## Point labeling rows
····················

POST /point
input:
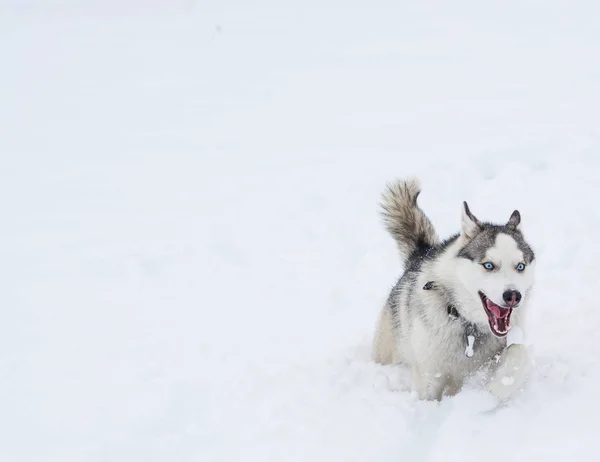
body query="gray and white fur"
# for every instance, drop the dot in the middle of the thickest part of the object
(447, 315)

····················

## TASK REQUIREMENTS
Lay out every line of the rows above as a Markdown table with the columns No. and Line. Skip blank lines and leave the pictures out.

## RESULT OF THE TASK
| No. | Line |
|---|---|
| 1 | POST /point |
| 2 | input: |
| 3 | body query="gray and white fur" |
| 4 | # for every instance, drop the dot in the middle of the thickest part of the object |
| 5 | (447, 315) |